In [None]:
import pandas as pd
import numpy as np
from scipy.stats import skew, kurtosis
from statsmodels.tsa.filters.hp_filter import hpfilter
import matplotlib.pyplot as plt

In [None]:
try:
    # 尝试使用GBK编码读取文件
    china_data = pd.read_csv('china_economic_data.csv', encoding='GBK')
except UnicodeDecodeError:
    try:
        # 若GBK编码失败，尝试使用GB2312编码
        china_data = pd.read_csv('china_economic_data.csv', encoding='GB2312')
    except UnicodeDecodeError:
        print("无法确定文件编码格式，请手动检查文件编码。")
        exit(1)

In [None]:
# 重新设置列名
china_data.columns = ['Indicator', '2023', '2022', '2021', '2020', '2019', '2018', '2017', '2016', '2015',
                      '2014', '2013', '2012', '2011', '2010', '2009', '2008', '2007', '2006',
                      '2005', '2004', '2003', '2002', '2001', '2000', '1999', '1998', '1997',
                      '1996', '1995', '1994', '1993', '1992', '1991', '1990', '1989', '1988',
                      '1987', '1986', '1985', '1984', '1983', '1982', '1981', '1980', '1979',
                      '1978']

In [None]:
# 从第2行(index = 1)开始加载数据
china_data = china_data[1:]

In [None]:
# 重置索引
china_data = china_data.reset_index(drop=True)

In [None]:
# 将除了`指标`列以外的列转换为数值类型
for col in china_data.columns[1:]:
    china_data[col] = pd.to_numeric(china_data[col], errors='coerce')

In [None]:
# 处理可能存在的空值数据，删除含有过多空值的行或列（可根据实际情况调整）
china_data = china_data.dropna(how='all')
china_data = china_data.dropna(axis=1, thresh=len(china_data) * 0.5)

In [None]:
# 转置数据，使得指标为列名，年份为索引
china_data = china_data.set_index('Indicator').T

In [None]:
# 计算每个指标的描述性统计
stats = {}
for col in china_data.columns:
    values = china_data[col].dropna()

▶ _待办任务_
请接着上面分析中国经济数据的代码最后一行往下续写。

▶ _资料摘录_
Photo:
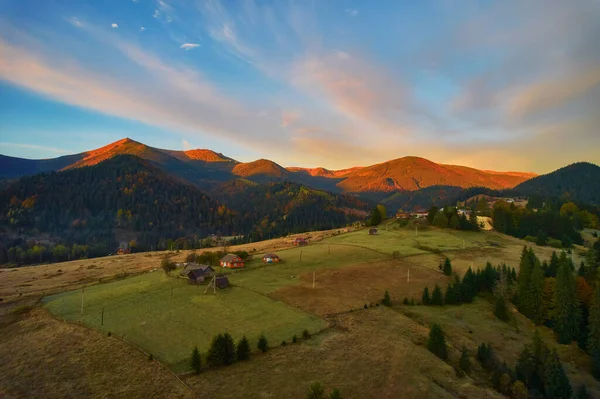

▶ _任务作答_
    if len(values) > 0:
        mean = values.mean()
        median = values.median()
        std_dev = values.std()
        min_val = values.min()
        max_val = values.max()
        skewness = skew(values)
        kurt_value = kurtosis(values)
        stats[col] = {
            'Mean': mean,
            'Median': median,
            'Standard Deviation': std_dev,
            'Minimum': min_val,
            'Maximum': max_val,
            'Skewness': skewness,
            'Kurtosis': kurt_value
        }
    else:
        stats[col] = {
            'Mean': np.nan,
            'Median': np.nan,
            'Standard Deviation': np.nan,
            'Minimum': np.nan,
            'Maximum': np.nan,
            'Skewness': np.nan,
            'Kurtosis': np.nan
        }

In [None]:
# 输出每个指标的描述性统计
for col, stat in stats.items():
    print(f"Descriptive statistics for indicator {col}:")
    for key, value in stat.items():
        print(f"{key}: {value}")
    print()

In [None]:
# 提取中国实际GDP数据
real_gdp = china_data['国内实际生产总值（亿元）']
real_gdp.index = pd.to_datetime(real_gdp.index.str.replace('年', ''), format='%Y')
real_gdp = real_gdp.sort_index()

In [None]:
# 计算中国实际GDP的10年滚动标准差
rolling_std = real_gdp.rolling(window=10).std()
print("10-year rolling standard deviation of China's real GDP:")
print(rolling_std)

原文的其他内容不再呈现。